**Problem statement:** Write the records out again, exactly as they stand below.

**Material for the task:**

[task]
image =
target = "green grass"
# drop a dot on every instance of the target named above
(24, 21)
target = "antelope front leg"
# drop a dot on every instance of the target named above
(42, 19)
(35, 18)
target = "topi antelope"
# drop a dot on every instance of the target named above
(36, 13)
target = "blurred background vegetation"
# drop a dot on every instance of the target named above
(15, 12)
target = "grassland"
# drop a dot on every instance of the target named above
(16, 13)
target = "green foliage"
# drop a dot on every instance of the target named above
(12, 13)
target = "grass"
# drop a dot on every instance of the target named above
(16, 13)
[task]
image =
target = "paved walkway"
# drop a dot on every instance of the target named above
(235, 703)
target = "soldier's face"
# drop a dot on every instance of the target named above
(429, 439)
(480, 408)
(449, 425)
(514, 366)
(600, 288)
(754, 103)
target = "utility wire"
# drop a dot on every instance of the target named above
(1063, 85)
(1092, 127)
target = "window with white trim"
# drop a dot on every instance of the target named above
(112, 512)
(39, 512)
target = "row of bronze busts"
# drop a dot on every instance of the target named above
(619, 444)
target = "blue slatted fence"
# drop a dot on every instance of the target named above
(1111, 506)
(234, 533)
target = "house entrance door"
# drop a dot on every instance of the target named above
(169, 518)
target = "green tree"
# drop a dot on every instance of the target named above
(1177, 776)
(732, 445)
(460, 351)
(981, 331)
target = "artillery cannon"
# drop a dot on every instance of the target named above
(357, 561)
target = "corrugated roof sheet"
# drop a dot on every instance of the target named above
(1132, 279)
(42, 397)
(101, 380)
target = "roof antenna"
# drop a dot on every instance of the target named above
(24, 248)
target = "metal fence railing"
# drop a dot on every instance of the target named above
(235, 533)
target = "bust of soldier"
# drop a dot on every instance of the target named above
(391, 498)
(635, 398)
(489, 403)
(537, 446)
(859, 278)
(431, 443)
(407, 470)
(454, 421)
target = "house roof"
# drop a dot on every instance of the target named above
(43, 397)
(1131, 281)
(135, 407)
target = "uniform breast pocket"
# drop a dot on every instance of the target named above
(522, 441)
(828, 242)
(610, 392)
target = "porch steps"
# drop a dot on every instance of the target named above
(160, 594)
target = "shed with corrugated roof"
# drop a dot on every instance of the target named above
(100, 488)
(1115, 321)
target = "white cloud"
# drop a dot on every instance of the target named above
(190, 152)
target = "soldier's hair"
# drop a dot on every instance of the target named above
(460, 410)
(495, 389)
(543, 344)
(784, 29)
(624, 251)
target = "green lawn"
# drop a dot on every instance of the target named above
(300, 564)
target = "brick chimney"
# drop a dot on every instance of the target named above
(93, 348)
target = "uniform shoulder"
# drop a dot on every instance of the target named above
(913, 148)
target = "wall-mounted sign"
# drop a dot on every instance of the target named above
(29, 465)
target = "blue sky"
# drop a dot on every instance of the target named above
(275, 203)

**Result:**
[task]
image =
target = "green grass"
# drop a dot on every instance of the target named above
(24, 21)
target = "antelope front leg"
# drop a dot on every instance of the target named above
(42, 19)
(35, 18)
target = "topi antelope"
# drop a dot on every instance of the target named above
(36, 13)
target = "blurred background vegetation"
# drop a dot on every instance of the target named above
(15, 12)
target = "grassland"
# drop a dot on every instance of the target named above
(16, 13)
target = "green foliage"
# drop a dot on every instance of the target named above
(12, 13)
target = "grass"
# drop a dot on every instance of the target named above
(16, 13)
[task]
image =
target = "paved walkway"
# drop a dot on every instance of the target named above
(235, 703)
target = "soldier's face"
# drop a dot on every instance of the target named above
(429, 439)
(480, 408)
(449, 425)
(514, 366)
(600, 288)
(754, 103)
target = "utility wire"
# drop a dot on every instance of the target named above
(1063, 85)
(1092, 127)
target = "window with white trim"
# drop a dot on every instance of the target named above
(112, 512)
(39, 512)
target = "row of bronze busts"
# drop a dot on every instance of the target named above
(619, 444)
target = "blue slatted fence"
# drop a dot on every instance of the target named above
(1111, 506)
(234, 533)
target = "house entrance door"
# drop a dot on every instance of the target named above
(169, 518)
target = "green tree"
# drop a dot on every instance of the target named above
(1177, 776)
(732, 445)
(460, 351)
(981, 331)
target = "artillery cannon"
# drop a dot on every instance of the target named above
(357, 561)
target = "corrugated roof sheet"
# drop a dot on every instance of the target named above
(1132, 279)
(42, 397)
(101, 380)
target = "roof antenna"
# drop a dot on every instance of the target named above
(24, 248)
target = "metal fence railing"
# drop a dot on every instance of the target named above
(235, 533)
target = "bust of soldier"
# drop a dot on every instance of the target named above
(391, 498)
(635, 398)
(489, 403)
(537, 446)
(859, 278)
(431, 443)
(407, 470)
(454, 421)
target = "house roof"
# drop a dot on every instance of the target named above
(43, 397)
(1131, 281)
(135, 407)
target = "uniform breast pocket"
# drop a dot on every instance of the target named above
(522, 441)
(828, 242)
(610, 392)
target = "porch steps"
# drop a dot on every instance of the target named above
(160, 594)
target = "shed with corrugated roof"
# drop a dot on every instance of the target named above
(100, 488)
(1115, 321)
target = "white cloud"
# drop a dot on every instance of the target named above
(190, 152)
target = "soldier's hair"
# drop a dot on every instance of the target named above
(460, 410)
(495, 389)
(543, 344)
(784, 29)
(624, 251)
target = "green lawn"
# drop a dot on every instance of the target named above
(300, 564)
target = "brick chimney"
# drop a dot on every instance of the target named above
(93, 348)
target = "uniform shoulder"
# drop a dot on every instance of the target named above
(913, 148)
target = "wall-mounted sign"
# drop a dot on every instance of the target named above
(29, 465)
target = "blue sky"
# drop a dot on every instance of the target named above
(275, 203)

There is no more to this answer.